SUMBER:

Titik Kumpul – Arkeologi menjadi dasar untuk menemukan masa lalu seseorang. Semua negara mengandalkan arkeologi untuk ‘menggali’ jalan mengungkap sejarah dalam bentuk bangunan, tembikar, dan dalam beberapa kasus, monumen besar.
Namun seperti dilansir Bitter Winter, Republik Rakyat Tiongkok (RRT) memiliki keunikan karena dikabarkan menggunakan arkeologi sebagai alat untuk mengklaim bahwa temuan tersebut merupakan bukti bahwa tanah yang diduduki adalah wilayah mereka.
Tren ini tentu saja sejalan dengan manipulasi perbatasan geografis yang “tak kasat mata” yang dilakukan Republik Rakyat Tiongkok untuk memaksakan “fait accompli” atas kehendak kekuasaannya yang tak tertandingi. Faktanya, sejarah dan geografi selalu berjalan seiring.

DAFTAR TUGAS:
A: Jawablah pertanyaan berikut berdasarkan teks tentang arkeologi di atas.
(i) Dalam bentuk apa saja sejarah diungkap melalui arkeologi?
(ii) Media apa yang dilansir sebagai sumber kabar tentang Republik Rakyat Tiongkok?
(iii) Dua hal apa yang disebut selalu berjalan seiring?
B: Salin secara persis bagian teks tentang arkeologi di atas. Bagian itu dibuka dengan kata-kata "Titik Kumpul –" dan ditutup dengan "adalah wilayah mereka.".

BAHAN TERSEDIA:

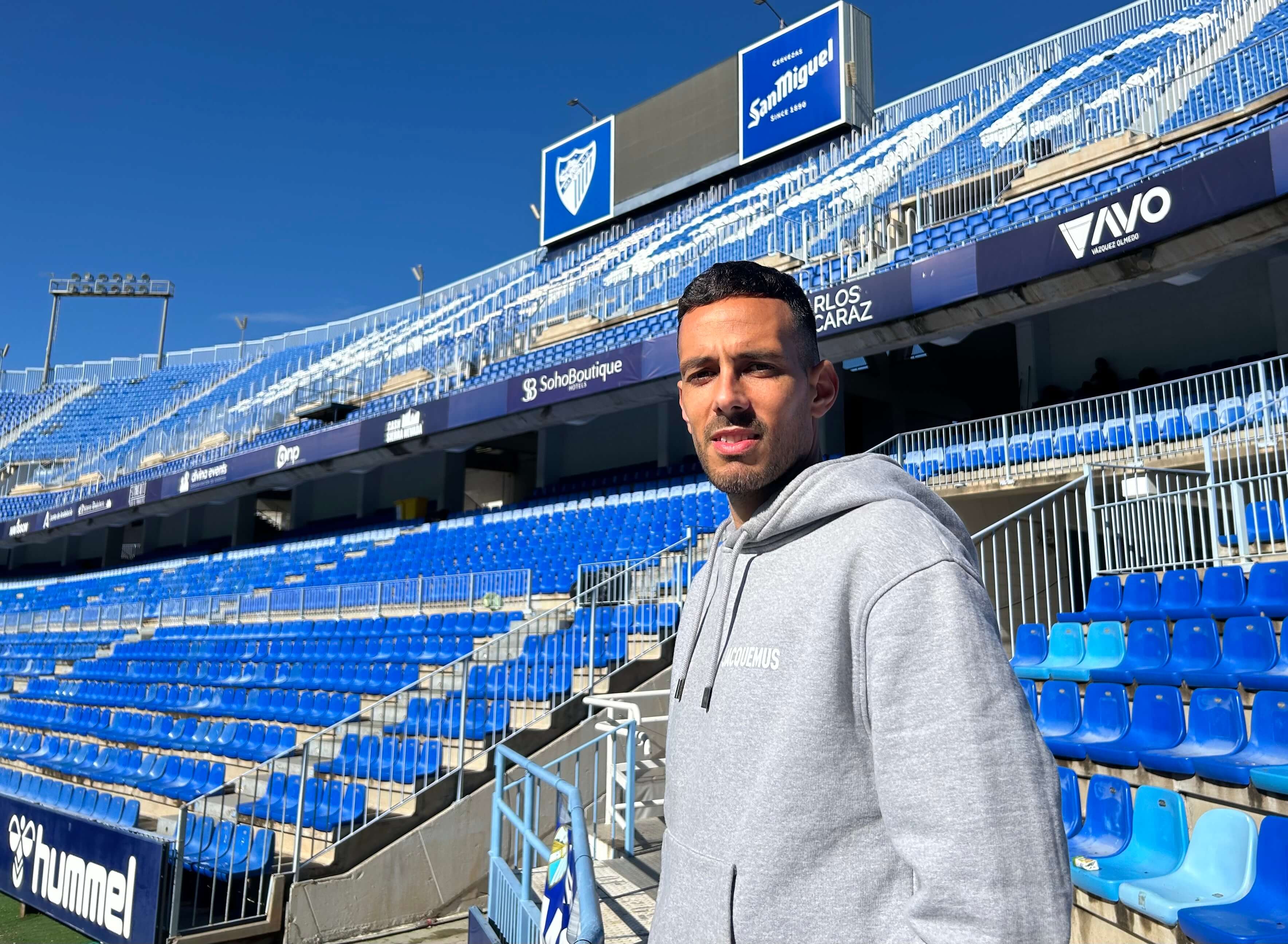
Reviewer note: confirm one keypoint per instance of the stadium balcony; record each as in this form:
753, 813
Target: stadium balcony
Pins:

HASIL BERURUTAN:
A:
(i) Sejarah diungkap dalam bentuk bangunan, tembikar, dan dalam beberapa kasus, monumen besar.
(ii) Sumbernya adalah Bitter Winter.
(iii) Keduanya adalah sejarah dan geografi.

B:
Titik Kumpul – Arkeologi menjadi dasar untuk menemukan masa lalu seseorang. Semua negara mengandalkan arkeologi untuk ‘menggali’ jalan mengungkap sejarah dalam bentuk bangunan, tembikar, dan dalam beberapa kasus, monumen besar.
Namun seperti dilansir Bitter Winter, Republik Rakyat Tiongkok (RRT) memiliki keunikan karena dikabarkan menggunakan arkeologi sebagai alat untuk mengklaim bahwa temuan tersebut merupakan bukti bahwa tanah yang diduduki adalah wilayah mereka.